(Object detection data)
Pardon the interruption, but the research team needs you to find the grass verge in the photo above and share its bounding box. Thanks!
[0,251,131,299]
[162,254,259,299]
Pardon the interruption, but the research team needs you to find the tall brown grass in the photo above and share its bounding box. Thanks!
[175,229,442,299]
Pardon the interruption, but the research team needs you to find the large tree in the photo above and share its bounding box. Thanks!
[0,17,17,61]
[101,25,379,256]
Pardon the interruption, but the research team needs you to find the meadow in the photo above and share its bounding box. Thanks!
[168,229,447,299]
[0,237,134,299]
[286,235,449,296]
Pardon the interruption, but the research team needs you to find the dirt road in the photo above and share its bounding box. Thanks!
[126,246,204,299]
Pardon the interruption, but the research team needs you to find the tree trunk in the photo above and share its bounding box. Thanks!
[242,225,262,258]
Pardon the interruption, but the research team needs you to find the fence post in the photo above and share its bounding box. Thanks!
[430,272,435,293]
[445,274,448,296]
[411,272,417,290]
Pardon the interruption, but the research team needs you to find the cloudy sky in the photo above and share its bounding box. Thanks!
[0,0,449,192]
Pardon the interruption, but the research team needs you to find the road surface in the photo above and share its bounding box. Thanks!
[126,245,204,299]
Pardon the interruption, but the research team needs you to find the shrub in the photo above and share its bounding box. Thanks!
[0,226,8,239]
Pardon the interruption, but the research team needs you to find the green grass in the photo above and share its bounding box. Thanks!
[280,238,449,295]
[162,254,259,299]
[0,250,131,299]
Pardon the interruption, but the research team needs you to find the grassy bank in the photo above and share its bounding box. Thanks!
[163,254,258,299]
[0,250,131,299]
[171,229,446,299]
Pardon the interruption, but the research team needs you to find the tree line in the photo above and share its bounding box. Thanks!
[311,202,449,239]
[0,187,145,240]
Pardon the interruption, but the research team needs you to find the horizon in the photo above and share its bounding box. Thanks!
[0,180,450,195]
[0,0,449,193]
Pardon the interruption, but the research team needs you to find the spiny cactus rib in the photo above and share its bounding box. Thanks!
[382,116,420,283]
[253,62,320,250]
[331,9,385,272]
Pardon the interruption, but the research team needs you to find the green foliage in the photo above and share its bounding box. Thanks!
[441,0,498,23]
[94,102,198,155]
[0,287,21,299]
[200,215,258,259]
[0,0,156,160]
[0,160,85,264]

| EXERCISE DESCRIPTION |
Reproduce verbatim everything in the data above, from the line containing "find the fence" down to the line containing "[0,226,8,239]", including both of those lines.

| SOLUTION TO THIS TASK |
Pardon the interruption, but the research team needs you to find the fence post in the photo above and share its bounding box. Thanks!
[430,272,435,293]
[445,274,448,296]
[411,272,417,290]
Pardon the interruption, but the research team needs you to find the cloudy sky in the photo above and share its bounding box. Thanks!
[0,0,449,192]
Pardon the interruption, but the research team needs you to find the road surface in the photo above and share its bounding box. Thanks!
[126,245,204,299]
Pardon the interruption, but the research team needs you to find the shrub in the photo above and share its bounding box. Thanks!
[0,226,8,239]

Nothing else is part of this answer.